# Request:
Drop the pictures, then extract the listing word for word.
═══ Records to use ═══
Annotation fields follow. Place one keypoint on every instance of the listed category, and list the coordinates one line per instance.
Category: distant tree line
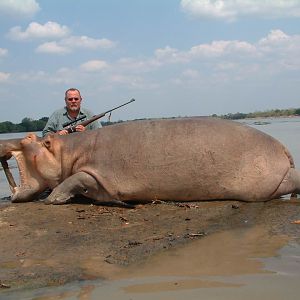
(30, 125)
(262, 114)
(27, 125)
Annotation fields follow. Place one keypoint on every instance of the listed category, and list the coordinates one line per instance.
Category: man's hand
(63, 132)
(80, 128)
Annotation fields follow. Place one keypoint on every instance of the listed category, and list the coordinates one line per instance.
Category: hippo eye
(47, 144)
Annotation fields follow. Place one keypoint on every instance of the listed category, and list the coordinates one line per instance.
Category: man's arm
(50, 126)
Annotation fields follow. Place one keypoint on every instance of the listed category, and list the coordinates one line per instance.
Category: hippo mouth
(20, 163)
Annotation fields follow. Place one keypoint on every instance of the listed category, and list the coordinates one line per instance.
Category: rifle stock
(96, 117)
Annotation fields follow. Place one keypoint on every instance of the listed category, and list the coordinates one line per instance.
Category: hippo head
(38, 163)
═══
# Completed exercise:
Annotation fields follow. Place one keypoint on every instance of the listed category, and list the coordinates one line per instance.
Category: distant tree line
(30, 125)
(262, 114)
(27, 125)
Annotation fields follow. Place one keypoint on every instance of the listed category, and list the coordinates one line per instance.
Category: man's hand
(63, 132)
(80, 128)
Annotation fields follow. Place one keypoint on every instance of the listed category, and list the coordinates one line per instance.
Category: hippo eye
(47, 144)
Annotation fields follow. Place one keypoint on every instance of the listed category, and list the coordinates one line per instance.
Category: man's arm
(50, 126)
Annotation fields follow. Place one keypoint on every instance of the listed category, and list the coordinates one line per instance.
Category: hippo mouth
(20, 163)
Annotation fields follow. Place one keypoint on every instance of the listed category, and list the coordinates one line per instance.
Category: rifle stock
(96, 117)
Annotation fields follow. Place one keypoint on every instance of the listed category, and list the coordinates one line per instance.
Category: hippo head
(38, 163)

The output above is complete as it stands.